Hague was born in San Francisco, California, the daughter of geologist and mining engineer James Duncan Hague and Mary Ward Foote Hague. Through the Foote family, she was related to the Beechers and to many other prominent New England families. Writer Kate Foote Coe was her aunt; her uncle Arthur De Wint Foote was a noted engineer, and husband of book illustrator Mary Hallock Foote. Another aunt married politician Joseph Roswell Hawley; his daughter, her first cousin Margaret Foote Hawley, was an artist.

Hague studied music in New York and Massachusetts, and abroad in France and Italy.

== Career ==
As a young woman in New York, Hague was a member of the New York Oratorio Society, and was a church choir director.

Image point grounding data
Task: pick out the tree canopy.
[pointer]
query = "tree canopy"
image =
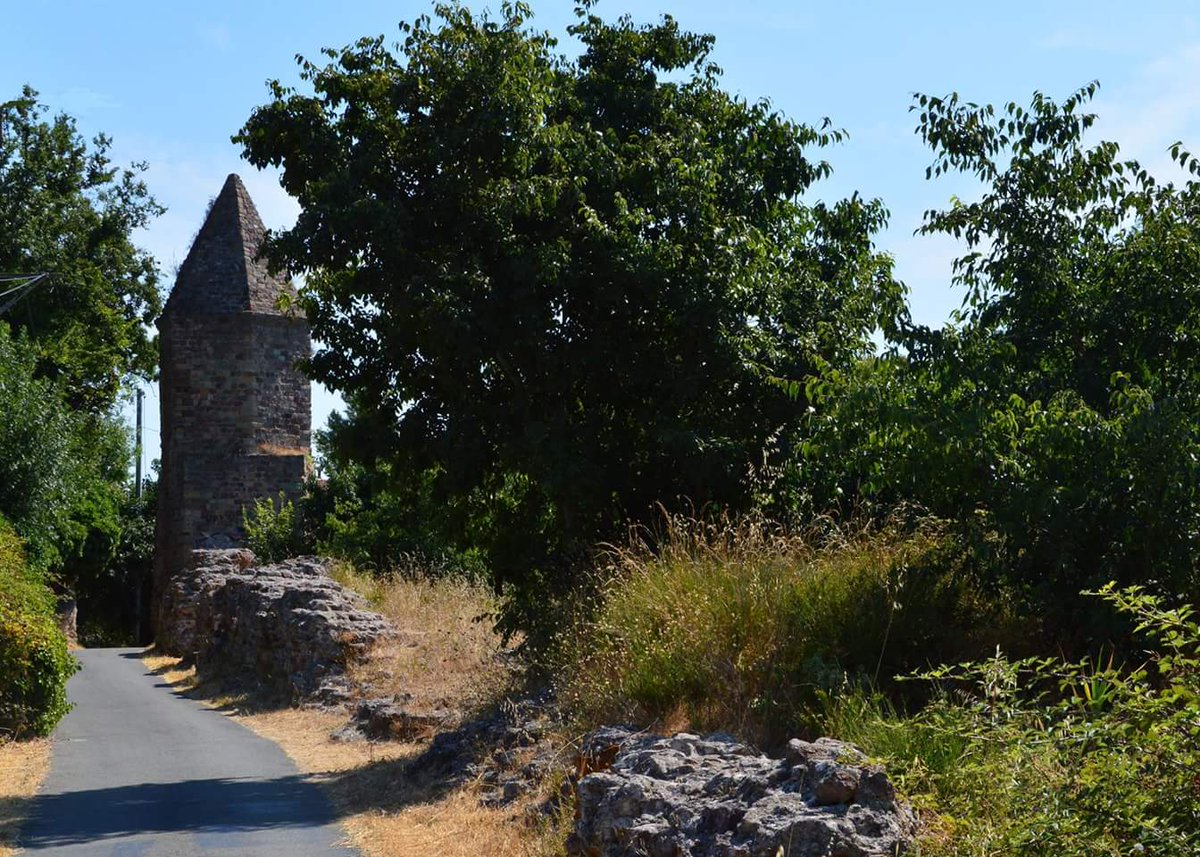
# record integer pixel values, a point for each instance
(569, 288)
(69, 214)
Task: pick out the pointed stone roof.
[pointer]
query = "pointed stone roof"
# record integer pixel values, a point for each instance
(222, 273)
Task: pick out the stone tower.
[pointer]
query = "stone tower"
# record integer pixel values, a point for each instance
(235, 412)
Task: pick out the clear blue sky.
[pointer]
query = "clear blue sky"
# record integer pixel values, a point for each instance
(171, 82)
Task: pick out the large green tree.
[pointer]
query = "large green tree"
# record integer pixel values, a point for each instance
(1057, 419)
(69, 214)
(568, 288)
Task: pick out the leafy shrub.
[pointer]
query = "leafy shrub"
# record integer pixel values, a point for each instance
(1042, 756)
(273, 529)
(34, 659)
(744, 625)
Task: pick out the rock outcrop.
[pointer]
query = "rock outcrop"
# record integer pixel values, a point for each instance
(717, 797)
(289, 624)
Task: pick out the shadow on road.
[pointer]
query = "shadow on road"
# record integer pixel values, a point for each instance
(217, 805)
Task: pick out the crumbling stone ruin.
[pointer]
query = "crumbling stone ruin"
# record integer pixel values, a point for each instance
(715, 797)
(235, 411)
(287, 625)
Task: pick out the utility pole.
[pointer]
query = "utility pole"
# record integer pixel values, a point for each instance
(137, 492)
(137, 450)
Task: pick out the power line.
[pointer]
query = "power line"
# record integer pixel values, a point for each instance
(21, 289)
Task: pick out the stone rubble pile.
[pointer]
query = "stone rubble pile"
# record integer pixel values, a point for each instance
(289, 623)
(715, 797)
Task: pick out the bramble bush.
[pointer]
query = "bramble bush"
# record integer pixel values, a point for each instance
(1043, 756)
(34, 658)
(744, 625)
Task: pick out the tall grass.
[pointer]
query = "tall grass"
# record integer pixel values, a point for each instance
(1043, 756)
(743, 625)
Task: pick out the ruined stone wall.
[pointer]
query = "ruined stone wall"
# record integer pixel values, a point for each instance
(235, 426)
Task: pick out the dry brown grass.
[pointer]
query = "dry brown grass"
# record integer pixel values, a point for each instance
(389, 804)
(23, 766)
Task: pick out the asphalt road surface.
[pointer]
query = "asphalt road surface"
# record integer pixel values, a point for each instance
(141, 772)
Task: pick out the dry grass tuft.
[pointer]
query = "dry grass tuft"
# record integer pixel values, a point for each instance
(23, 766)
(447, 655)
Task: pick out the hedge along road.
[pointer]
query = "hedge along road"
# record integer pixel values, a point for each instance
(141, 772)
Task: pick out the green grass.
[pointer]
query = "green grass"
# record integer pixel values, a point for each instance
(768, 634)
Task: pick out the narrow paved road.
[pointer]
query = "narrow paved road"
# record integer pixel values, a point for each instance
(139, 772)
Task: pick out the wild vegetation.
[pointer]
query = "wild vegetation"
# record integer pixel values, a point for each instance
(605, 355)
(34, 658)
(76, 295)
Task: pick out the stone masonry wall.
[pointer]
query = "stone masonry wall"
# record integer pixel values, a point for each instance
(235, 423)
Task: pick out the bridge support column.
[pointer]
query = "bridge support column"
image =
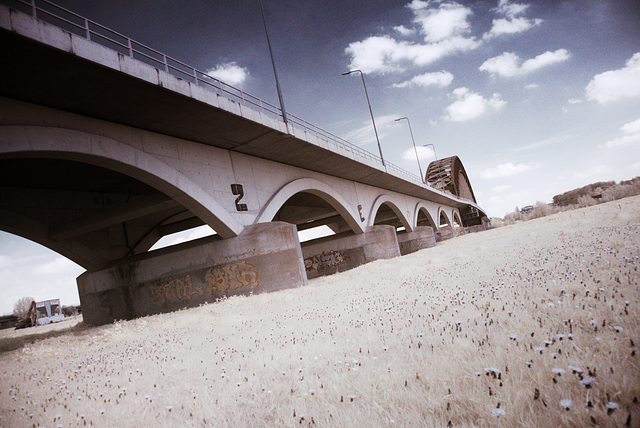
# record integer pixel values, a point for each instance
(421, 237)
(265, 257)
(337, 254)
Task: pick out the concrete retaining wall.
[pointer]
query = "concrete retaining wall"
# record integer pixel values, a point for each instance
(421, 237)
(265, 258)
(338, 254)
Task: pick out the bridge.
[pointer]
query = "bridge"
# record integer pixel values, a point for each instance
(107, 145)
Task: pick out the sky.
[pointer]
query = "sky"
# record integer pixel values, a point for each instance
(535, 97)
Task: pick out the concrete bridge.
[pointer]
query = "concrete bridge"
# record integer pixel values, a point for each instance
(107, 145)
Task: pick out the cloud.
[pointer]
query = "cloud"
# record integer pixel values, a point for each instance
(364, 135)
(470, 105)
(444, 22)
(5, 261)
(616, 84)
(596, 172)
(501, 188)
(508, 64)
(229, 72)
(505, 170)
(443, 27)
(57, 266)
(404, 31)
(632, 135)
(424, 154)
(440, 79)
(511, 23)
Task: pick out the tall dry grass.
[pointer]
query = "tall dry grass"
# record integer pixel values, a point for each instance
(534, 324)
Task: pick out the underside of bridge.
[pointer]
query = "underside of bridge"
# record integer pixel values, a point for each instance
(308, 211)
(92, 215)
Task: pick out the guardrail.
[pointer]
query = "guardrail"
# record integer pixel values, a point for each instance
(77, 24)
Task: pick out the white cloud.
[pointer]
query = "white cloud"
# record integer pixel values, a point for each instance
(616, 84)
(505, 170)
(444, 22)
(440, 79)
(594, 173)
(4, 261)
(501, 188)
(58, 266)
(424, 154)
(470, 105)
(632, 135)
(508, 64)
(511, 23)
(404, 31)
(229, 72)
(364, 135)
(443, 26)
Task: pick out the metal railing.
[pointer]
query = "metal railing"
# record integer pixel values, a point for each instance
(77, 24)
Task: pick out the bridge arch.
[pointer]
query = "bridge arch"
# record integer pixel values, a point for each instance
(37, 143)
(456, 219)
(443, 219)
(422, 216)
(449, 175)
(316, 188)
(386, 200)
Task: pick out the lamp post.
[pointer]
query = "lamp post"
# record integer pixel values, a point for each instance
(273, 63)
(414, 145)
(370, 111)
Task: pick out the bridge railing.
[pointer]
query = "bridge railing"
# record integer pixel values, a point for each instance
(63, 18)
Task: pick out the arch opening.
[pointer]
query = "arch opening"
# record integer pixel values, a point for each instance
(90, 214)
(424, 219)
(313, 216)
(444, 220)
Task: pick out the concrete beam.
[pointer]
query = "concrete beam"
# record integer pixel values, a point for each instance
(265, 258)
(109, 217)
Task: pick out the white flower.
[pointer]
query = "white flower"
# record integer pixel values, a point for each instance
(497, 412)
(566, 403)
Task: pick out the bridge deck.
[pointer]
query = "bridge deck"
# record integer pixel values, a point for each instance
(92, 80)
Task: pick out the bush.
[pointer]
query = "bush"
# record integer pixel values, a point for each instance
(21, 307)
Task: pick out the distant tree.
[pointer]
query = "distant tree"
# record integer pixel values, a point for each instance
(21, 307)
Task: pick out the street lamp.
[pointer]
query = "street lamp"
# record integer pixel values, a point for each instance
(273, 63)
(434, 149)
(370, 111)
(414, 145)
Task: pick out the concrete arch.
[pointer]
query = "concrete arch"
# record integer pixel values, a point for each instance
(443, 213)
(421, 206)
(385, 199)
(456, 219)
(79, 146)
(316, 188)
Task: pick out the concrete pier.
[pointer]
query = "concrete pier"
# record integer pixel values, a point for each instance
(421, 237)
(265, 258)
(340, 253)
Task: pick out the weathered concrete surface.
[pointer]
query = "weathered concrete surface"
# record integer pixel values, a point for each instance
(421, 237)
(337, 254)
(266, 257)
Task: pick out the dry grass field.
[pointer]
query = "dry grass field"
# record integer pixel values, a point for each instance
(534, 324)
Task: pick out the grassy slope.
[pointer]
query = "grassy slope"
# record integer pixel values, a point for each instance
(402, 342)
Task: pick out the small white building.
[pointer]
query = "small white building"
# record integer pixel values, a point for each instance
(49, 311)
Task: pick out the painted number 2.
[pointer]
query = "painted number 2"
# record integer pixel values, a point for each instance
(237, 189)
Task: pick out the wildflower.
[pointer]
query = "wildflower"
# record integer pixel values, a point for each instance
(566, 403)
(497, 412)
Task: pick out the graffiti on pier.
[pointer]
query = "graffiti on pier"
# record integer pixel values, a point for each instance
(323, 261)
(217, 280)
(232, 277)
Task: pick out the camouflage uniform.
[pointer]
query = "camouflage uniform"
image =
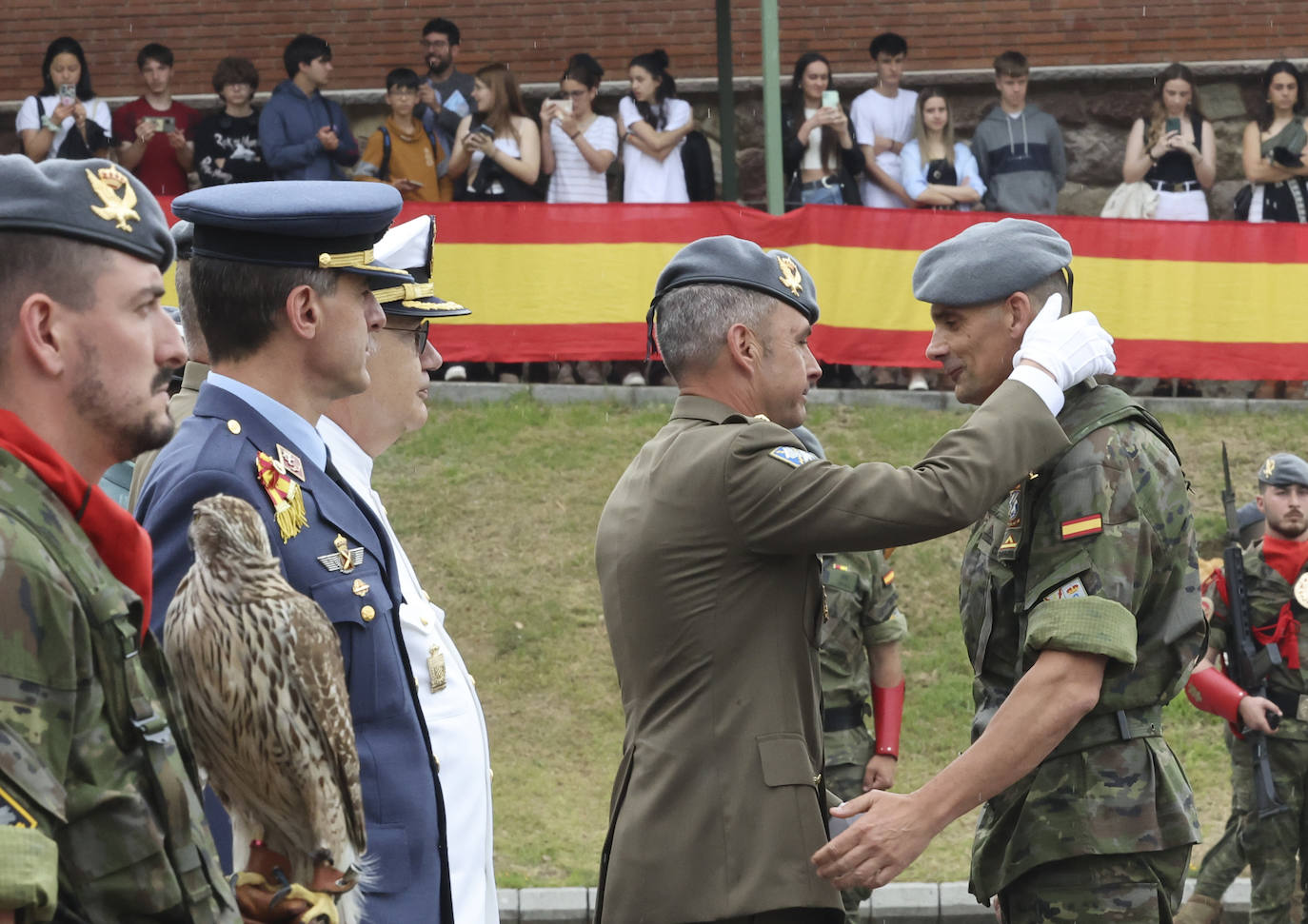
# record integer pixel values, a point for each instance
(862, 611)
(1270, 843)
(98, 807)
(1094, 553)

▶ DIRECTIONS
(a) Please answer these questions using the Hague biography:
(i) What were the occupations of Hague's father?
(ii) In which countries outside the United States did Hague study music?
(iii) What society did Hague belong to as a young woman in New York?
(b) Extend the Hague biography, picking up after its final sentence about her time in New York.

▶ RESULTS OF THE EXERCISE
(a)
(i) Geologist and mining engineer
(ii) France and Italy
(iii) The New York Oratorio Society

(b)
Hague collected, preserved, and published folk songs from Latin America and Spanish California. She was credited as arranger on a 1925 Victor recording of "Carmela" by Dusolina Giannini. She is best known for discovering the bound manuscript notebooks of Joseph María García, an eighteenth-century Mexican dance master, who made shorthand notations about how to perform specific dance steps. She also translated folksongs from Spanish to English, working with Luisa Espinel, Juan Bautista Rael, and Marion Leffingwell. She sometimes performed the songs she collected, singing and playing piano or guitar.

In 1932, Hague lectured on early Spanish music at the Los Angeles Public Library. In the 1930s, she funded studies of Native American music, including composer Harry Partch's transcription of Charles Fletcher Lummis's wax cylinder recordings, and Frances Densmore's anthropological work.

Hague founded the Jarabe Club at a settlement house in Pasadena, California, to teach Mexican traditional music and dance to young people, and she directed the students' performances. In 1941, she directed the Jarabe Club dancers when they performed in the National Folk Festival in Washington, D.C.

== Publications ==

- "Mexican Folk-Songs" (1912)
- "Brazilian Songs" (1912)
- Folk songs from Mexico and South America (1914, with Edward Kilenyi)
- "Spanish Songs from Southern California" (1914)
- "Eskimo Songs" (1915)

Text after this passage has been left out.